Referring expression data
*****
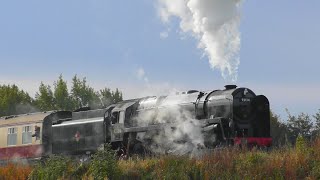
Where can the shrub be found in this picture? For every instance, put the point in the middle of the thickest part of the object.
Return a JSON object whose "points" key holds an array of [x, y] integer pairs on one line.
{"points": [[13, 171]]}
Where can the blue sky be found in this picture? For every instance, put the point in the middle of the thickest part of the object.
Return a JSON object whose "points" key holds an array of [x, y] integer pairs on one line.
{"points": [[109, 42]]}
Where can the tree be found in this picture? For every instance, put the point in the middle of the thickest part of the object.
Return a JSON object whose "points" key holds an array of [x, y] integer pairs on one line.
{"points": [[109, 97], [84, 95], [300, 125], [14, 101], [279, 131], [117, 96], [317, 125], [61, 95], [44, 98], [106, 96]]}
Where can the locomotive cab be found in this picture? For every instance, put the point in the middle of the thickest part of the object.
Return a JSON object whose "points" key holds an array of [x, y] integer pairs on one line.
{"points": [[242, 113]]}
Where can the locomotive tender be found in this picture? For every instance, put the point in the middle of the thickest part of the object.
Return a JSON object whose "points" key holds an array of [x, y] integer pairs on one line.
{"points": [[229, 116]]}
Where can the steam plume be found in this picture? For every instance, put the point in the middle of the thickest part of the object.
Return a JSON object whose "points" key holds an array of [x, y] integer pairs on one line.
{"points": [[215, 24]]}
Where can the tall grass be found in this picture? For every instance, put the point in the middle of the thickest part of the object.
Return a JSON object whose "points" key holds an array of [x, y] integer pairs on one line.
{"points": [[299, 162]]}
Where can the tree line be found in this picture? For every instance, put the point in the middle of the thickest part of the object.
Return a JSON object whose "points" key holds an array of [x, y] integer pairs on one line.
{"points": [[302, 125], [14, 101]]}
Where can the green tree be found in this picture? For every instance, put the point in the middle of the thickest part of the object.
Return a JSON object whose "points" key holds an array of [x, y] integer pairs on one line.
{"points": [[14, 101], [299, 125], [279, 130], [109, 97], [84, 95], [317, 125], [61, 95], [117, 96], [44, 98]]}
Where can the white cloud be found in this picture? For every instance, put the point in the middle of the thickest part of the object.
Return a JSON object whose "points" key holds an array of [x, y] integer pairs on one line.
{"points": [[164, 34], [141, 75], [215, 24]]}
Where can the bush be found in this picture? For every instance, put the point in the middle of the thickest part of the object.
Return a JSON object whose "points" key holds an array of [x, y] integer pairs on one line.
{"points": [[13, 171]]}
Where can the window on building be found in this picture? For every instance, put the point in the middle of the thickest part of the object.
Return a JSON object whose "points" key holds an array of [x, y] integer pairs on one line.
{"points": [[12, 136], [26, 135]]}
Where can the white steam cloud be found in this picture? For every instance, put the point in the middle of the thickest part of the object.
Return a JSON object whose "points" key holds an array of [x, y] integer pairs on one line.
{"points": [[142, 75], [215, 24], [184, 137]]}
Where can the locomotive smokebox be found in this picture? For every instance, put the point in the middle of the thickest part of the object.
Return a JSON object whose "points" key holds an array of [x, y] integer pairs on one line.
{"points": [[230, 86]]}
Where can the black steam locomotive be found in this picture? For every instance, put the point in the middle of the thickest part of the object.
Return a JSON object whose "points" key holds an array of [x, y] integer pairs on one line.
{"points": [[230, 116]]}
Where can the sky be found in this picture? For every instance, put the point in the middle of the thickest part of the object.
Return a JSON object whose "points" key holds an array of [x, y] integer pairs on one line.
{"points": [[125, 44]]}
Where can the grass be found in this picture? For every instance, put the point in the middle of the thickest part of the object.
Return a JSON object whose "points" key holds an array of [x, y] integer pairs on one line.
{"points": [[299, 162]]}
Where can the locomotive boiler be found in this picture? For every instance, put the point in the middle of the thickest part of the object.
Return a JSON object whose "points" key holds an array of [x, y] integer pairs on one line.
{"points": [[231, 116]]}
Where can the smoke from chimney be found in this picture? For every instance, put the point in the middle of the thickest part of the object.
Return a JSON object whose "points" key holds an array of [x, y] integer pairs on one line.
{"points": [[215, 24]]}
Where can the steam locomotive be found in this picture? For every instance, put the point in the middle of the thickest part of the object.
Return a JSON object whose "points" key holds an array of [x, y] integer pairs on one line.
{"points": [[233, 115]]}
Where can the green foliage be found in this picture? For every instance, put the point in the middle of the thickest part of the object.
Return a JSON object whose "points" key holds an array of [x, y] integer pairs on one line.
{"points": [[83, 94], [279, 131], [44, 98], [61, 95], [109, 97], [299, 125], [317, 125], [14, 101], [104, 164]]}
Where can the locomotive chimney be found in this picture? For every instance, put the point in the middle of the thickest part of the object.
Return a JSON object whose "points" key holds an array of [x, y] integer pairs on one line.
{"points": [[230, 86]]}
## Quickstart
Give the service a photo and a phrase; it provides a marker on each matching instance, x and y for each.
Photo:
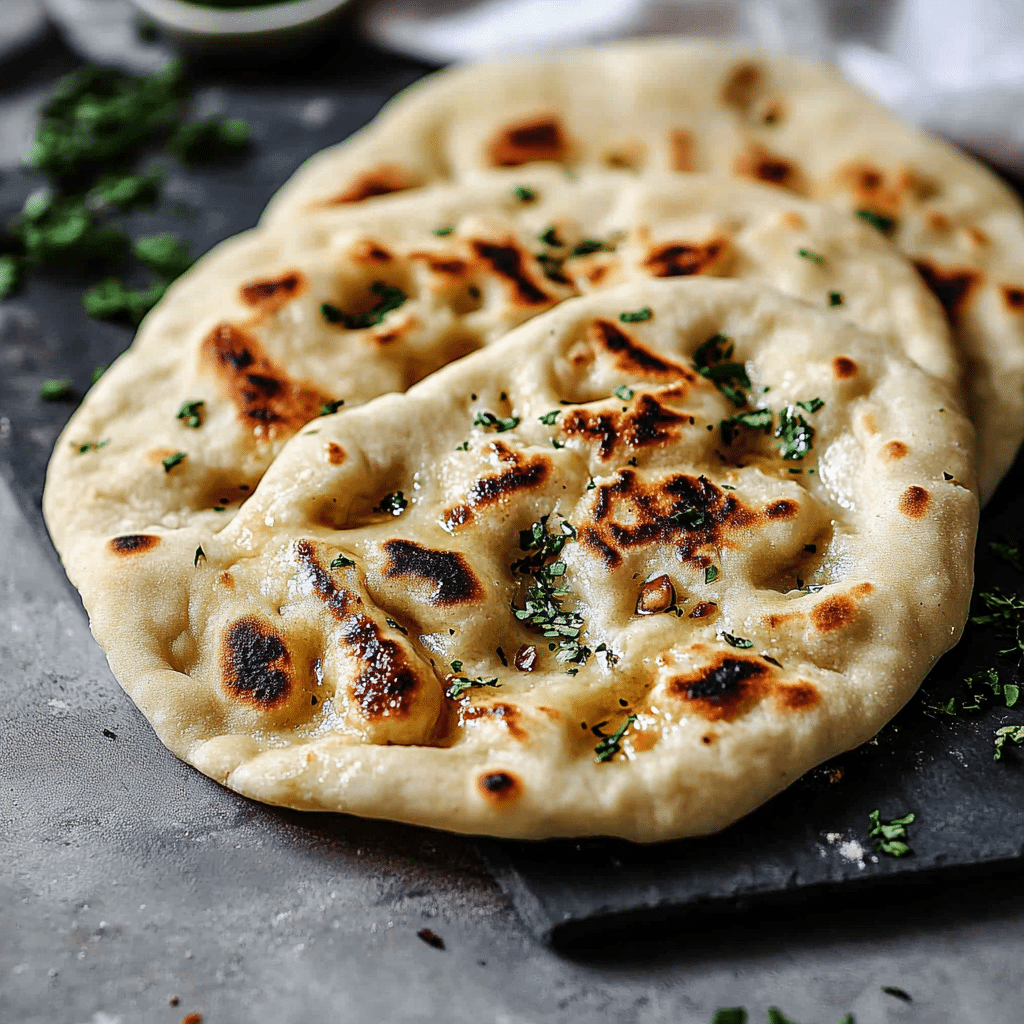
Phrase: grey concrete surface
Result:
(127, 879)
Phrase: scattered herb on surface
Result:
(795, 432)
(459, 686)
(610, 745)
(760, 419)
(889, 836)
(190, 414)
(638, 316)
(393, 504)
(879, 220)
(488, 421)
(713, 360)
(55, 390)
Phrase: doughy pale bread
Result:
(662, 105)
(301, 654)
(245, 333)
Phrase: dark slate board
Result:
(800, 846)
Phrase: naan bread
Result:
(674, 105)
(246, 334)
(723, 615)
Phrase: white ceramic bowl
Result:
(282, 27)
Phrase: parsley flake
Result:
(1008, 734)
(610, 745)
(393, 504)
(739, 642)
(879, 220)
(795, 432)
(760, 419)
(173, 460)
(491, 422)
(638, 316)
(712, 360)
(889, 836)
(55, 390)
(459, 686)
(190, 414)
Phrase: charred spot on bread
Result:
(272, 293)
(538, 137)
(953, 287)
(681, 259)
(454, 582)
(255, 663)
(132, 544)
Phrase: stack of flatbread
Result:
(590, 445)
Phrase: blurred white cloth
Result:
(953, 66)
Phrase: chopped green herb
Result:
*****
- AIM OF THE EXERCISE:
Filter the lines above, keeping each one that contains the string "herb".

- WRITTEN ANSWER:
Phrase: scattered herb on surface
Phrase: chopped green herb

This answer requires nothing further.